■ Selected passage:
________

Video shows police pushing woman to the ground and handcuffing her in front of her young child ‘for not wearing mask properly’

Metopolitan Transportation Authority Police walk the subway platform at the Coney Island station in Brooklyn, New York: AFP via Getty Images
Metopolitan Transportation Authority Police walk the subway platform at the Coney Island station in Brooklyn, New York: AFP via Getty Images

A video of police in New York grabbing a woman and pushing her to the ground as her young child looks on has turned up the heat on the city’s law enforcement.

The footage, which has been shared widely on social media, shows several police officers in a Brooklyn subway station in a heated exchange with a woman holding her small child’s hand. After their angry conversation escalates and becomes physical, four officers wrestle her to the ground and handcuff her while an onlooker repeatedly says “that’s too much”.

They then lift her off the floor and walk her out of the station as she continues to shout at them.

The incident apparently began when the woman was stopped from boarding a train because she was wearing her face mask incorrectly An NYPD spokeswoman said that the altercation was provoked by the woman herself: “This individual was arrested only after her behavior toward officers warranted police action”.

The video is the latest of a number showing city police tackling and arresting citizens using surprising, even shocking levels of force. One video shot in the East Village showed a plain clothes officer – himself not wearing a mask – throwing a man to the ground before punching and slapping him, then dragging him across the pavement.

It has also been noted that many of the people on the end of police action in these videos are people of colour. Those who accuse the police of racist behaviour also point to recent figures released by the force indicating that more than 80 per cent of summonses it issued for social distancing violations went to minorities.

Mr de Blasio himself tweeted about the incident, writing that “Face coverings are important to protect everybody — they’re not optional. But no one wants to see an interaction turn into this. We’ve made progress with de-escalation. This isn’t it.”

The latest footage emerged just as New York police commissioner Dermot Shea firmly defended the NYPD from allegations of racism and resistance to accountability. On a call with mayor Bill de Blasio at a televised press conference, he strongly denied that the incidents caught on various videos indicated institutional racism on the part of the NYPD.

________

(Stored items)
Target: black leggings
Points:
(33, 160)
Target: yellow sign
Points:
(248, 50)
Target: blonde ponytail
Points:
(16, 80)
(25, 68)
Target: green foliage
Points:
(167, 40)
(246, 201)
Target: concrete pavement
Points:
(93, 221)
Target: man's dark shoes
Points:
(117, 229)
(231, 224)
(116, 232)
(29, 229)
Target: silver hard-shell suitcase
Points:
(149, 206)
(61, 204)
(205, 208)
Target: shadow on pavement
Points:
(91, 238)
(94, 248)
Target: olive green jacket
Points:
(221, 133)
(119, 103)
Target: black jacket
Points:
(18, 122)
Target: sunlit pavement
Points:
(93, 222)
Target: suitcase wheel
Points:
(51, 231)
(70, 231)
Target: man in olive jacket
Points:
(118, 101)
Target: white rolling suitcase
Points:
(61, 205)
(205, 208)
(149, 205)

________

■ What the task requires:
Continue the news article about the subway arrest over a face mask, starting right after its final sentence.

■ Expected answer:
“I think we can all agree that what we’ve seen on some of those videos is incredibly disheartening, it’s not what we wanna see, and it’s quite frankly disturbing … We also have to recognise that police officers are human. They are you, and they make mistakes. They aren’t infallible. So that’s the backdrop.

“But I will push back strongly on any notion that this is business as usual for the NYPD, or that this is quote unquote ‘racist policing’. I think this could not be anything further from the truth.

“Let’s remember that we are a minority majority police department. Fact. We make fewer arrests than we ever have. Fact. We make fewer summonses issues, and that’s whether it’s in a pandemic or not in a pandemic. Our record over the last six-and-a-half years is there for anyone to see in how we police this city with the lightest possible touch.”

The US’s hardest-hit city in the coronavirus pandemic so far, New York in March imposed a stringent lockdown that has seen businesses shuttered and people told to stay at home.

And while regions of New York State writ large will soon be able to start slowly reopening if they meet seven specific criteria, New York City has so far only met four of them.

“We have issued a small number of summonses, even fewer arrests, tied to Covid. Are they mostly to minority members of this city? Yes they are, and I think you knew that answer before you asked the question … disparities exist in every facet of life, not just in New York City, but in this country. And it’s rooted in much deeper issues than the New York City Police Department.”